**YOUR ASSIGNMENT:**
Give the entries again, precisely as they were written.

== Segment start ==

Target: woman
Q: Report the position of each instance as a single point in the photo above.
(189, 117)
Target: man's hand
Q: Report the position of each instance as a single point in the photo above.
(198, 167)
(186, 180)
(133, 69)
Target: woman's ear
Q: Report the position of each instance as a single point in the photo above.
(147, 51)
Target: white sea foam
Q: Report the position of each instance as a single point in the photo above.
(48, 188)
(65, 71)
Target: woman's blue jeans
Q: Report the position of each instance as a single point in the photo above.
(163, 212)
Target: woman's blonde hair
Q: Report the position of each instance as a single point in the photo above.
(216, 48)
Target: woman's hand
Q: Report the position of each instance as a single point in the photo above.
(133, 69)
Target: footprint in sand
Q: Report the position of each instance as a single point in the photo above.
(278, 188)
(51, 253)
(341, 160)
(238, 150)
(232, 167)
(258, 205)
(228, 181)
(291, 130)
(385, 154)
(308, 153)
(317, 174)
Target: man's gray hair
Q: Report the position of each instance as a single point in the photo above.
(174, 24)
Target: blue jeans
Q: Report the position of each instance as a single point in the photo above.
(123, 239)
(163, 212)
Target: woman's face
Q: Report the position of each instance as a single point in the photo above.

== Segment end ==

**ANSWER TO THIS EXERCISE:**
Target: woman
Q: Report the position of each instance as a single point in the photo above.
(189, 117)
Target: man's hand
Q: Report the position of each instance as a single point in the photo above.
(198, 167)
(186, 180)
(133, 69)
Target: woman's ear
Q: Report the position of each instance as a single point in the photo above.
(147, 51)
Target: white sea foam
Q: Report the position of each instance as a single point in the photo above.
(48, 188)
(65, 71)
Target: woman's blue jeans
Q: Report the position of each instance as a single point in the photo above.
(163, 212)
Target: woman's blonde hair
Q: Report the position of each instance as a single point in the photo above.
(216, 48)
Target: woman's hand
Q: Report the position of each instance as a single point in the photo above.
(133, 69)
Target: footprint in sand
Q: Report the position of each instance as a single point in the photo above.
(278, 188)
(51, 253)
(341, 160)
(238, 150)
(232, 167)
(258, 205)
(228, 181)
(291, 130)
(385, 154)
(308, 153)
(317, 174)
Target: man's gray hair
Q: Report the position of each instance as a single point in the photo above.
(174, 24)
Target: blue jeans
Q: Report the position of each instance as a single point in the photo above.
(123, 239)
(163, 212)
Target: woman's face
Q: Report the position of each instance as a single point in the photo above.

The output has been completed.